Job:
Render the part of the listing below that opens with the line containing "Confirm that each instance of the sky" and closes with the line containing "[[462, 113], [382, 195], [434, 56]]" as a Markdown table with the columns Row and Line, numbering each row and skipping blank lines. Leave the pictures out of the table.

Supplied records:
________________
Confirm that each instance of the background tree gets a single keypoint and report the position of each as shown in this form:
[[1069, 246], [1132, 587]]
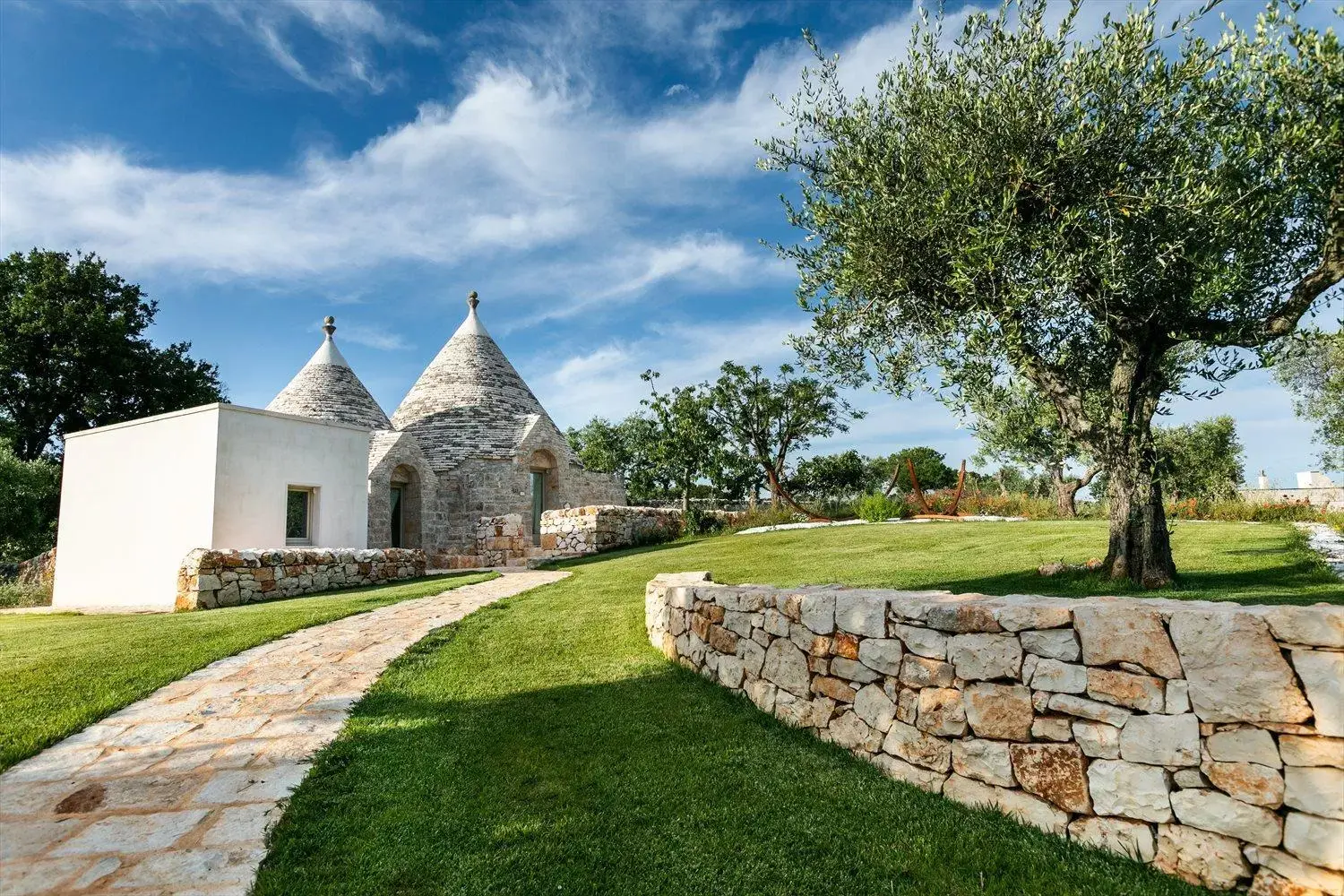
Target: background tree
[[73, 352], [31, 498], [1314, 370], [1016, 426], [892, 473], [1201, 460], [766, 418], [683, 440], [828, 477], [1105, 218]]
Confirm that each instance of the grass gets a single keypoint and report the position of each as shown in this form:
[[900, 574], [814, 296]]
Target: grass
[[542, 745], [62, 672]]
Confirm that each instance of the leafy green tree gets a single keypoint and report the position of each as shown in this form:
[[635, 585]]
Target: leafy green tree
[[828, 477], [1107, 218], [683, 440], [765, 419], [1016, 425], [1314, 370], [1201, 460], [31, 493], [73, 352], [599, 446]]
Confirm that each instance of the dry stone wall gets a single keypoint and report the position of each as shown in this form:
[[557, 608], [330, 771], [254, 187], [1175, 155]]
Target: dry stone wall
[[590, 530], [1203, 737], [210, 579]]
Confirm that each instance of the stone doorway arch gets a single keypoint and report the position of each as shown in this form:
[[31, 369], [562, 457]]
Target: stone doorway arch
[[543, 470], [405, 506]]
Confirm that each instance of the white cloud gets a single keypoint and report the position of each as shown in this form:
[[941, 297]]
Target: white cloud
[[351, 37], [376, 338]]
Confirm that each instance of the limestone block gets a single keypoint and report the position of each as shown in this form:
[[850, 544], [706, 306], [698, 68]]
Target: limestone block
[[1131, 839], [833, 688], [862, 614], [819, 613], [1219, 813], [1086, 708], [1312, 751], [1125, 689], [1322, 676], [1161, 740], [854, 670], [1097, 739], [1316, 626], [986, 761], [1026, 809], [1314, 790], [902, 770], [1021, 611], [882, 654], [1314, 840], [1126, 788], [1236, 670], [730, 672], [787, 667], [1002, 712], [1061, 677], [1115, 633], [1297, 871], [922, 641], [752, 656], [761, 694], [922, 672], [1051, 728], [940, 712], [1201, 857], [1245, 780], [986, 656], [852, 732], [962, 616], [875, 708], [909, 743], [1055, 772], [1244, 745], [1053, 643]]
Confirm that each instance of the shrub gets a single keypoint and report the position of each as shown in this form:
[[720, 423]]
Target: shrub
[[876, 506]]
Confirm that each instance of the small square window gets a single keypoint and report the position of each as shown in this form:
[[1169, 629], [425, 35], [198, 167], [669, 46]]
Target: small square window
[[298, 513]]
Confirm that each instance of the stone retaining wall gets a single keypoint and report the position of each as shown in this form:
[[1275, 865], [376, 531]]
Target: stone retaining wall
[[1203, 737], [590, 530], [210, 579]]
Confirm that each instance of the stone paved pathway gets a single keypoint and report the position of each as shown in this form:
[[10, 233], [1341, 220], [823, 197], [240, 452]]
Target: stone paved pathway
[[174, 794]]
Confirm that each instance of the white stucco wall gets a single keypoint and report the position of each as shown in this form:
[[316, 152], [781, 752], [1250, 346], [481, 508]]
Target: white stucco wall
[[261, 454], [139, 495], [134, 498]]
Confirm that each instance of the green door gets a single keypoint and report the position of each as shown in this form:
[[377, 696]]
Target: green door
[[538, 504]]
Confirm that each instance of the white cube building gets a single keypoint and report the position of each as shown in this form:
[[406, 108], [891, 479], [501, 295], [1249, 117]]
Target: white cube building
[[137, 497]]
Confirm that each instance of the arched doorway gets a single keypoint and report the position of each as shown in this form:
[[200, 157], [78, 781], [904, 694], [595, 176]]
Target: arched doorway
[[405, 505], [542, 469]]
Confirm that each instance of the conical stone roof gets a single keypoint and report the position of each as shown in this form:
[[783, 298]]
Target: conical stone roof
[[470, 402], [325, 389]]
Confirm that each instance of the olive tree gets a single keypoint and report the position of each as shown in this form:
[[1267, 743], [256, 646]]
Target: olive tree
[[1109, 218]]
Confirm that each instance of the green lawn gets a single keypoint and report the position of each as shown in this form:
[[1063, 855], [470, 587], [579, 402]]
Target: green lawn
[[62, 672], [542, 745]]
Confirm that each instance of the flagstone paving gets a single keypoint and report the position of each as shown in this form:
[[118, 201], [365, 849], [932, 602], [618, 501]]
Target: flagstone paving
[[174, 794]]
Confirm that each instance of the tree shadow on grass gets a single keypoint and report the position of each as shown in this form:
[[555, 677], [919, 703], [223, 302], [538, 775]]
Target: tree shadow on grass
[[661, 783]]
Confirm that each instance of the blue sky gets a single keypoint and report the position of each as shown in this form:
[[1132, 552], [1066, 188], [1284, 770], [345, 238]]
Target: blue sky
[[588, 168]]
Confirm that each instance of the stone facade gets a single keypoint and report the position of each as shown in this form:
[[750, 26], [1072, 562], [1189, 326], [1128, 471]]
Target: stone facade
[[1206, 739], [590, 530], [210, 579]]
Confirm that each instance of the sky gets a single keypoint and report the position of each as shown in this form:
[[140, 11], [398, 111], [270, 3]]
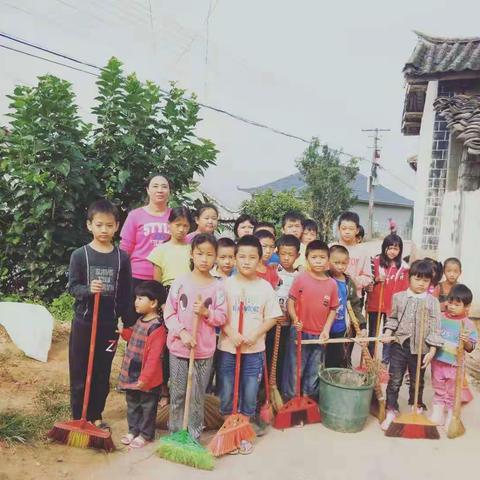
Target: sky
[[308, 68]]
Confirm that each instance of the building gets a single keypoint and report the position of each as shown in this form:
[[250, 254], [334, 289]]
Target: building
[[442, 106], [388, 204]]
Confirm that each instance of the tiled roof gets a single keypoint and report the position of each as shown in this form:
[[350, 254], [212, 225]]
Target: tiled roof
[[462, 113], [382, 195], [434, 56]]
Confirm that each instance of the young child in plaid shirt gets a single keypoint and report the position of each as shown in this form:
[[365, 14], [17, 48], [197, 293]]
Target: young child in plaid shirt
[[142, 369]]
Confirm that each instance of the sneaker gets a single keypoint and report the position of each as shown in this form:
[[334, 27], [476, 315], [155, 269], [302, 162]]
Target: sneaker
[[389, 418]]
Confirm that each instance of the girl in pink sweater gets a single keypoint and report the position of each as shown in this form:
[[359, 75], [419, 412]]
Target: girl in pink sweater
[[196, 293]]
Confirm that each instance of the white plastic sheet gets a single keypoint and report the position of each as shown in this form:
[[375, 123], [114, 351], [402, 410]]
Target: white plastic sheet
[[29, 327]]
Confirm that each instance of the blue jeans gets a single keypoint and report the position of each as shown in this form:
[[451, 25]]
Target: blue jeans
[[312, 358], [251, 371]]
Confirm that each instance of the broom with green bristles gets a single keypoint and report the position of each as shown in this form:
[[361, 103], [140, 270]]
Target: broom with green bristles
[[181, 447], [82, 433]]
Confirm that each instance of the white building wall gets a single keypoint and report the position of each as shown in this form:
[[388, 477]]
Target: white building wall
[[424, 161]]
________________
Task response:
| Row | Line |
|---|---|
| 1 | Confirm that each instance of the sky gets a single keypoint and report the position of each as shown in this form: |
| 2 | [[140, 11], [398, 111], [270, 3]] |
| 3 | Target: sky |
| 4 | [[308, 68]] |
| 5 | Confirm that each instance of the building gets a single keypoint and report the position of each as shown in this form: |
| 6 | [[250, 254], [334, 289]] |
| 7 | Target: building |
| 8 | [[442, 106], [388, 204]] |
| 9 | Confirm that each instance of the tiled roof gets a single keypoint and report the position of each as shown in this form: |
| 10 | [[350, 254], [212, 225]] |
| 11 | Target: tiled roof |
| 12 | [[462, 113], [382, 195], [434, 56]] |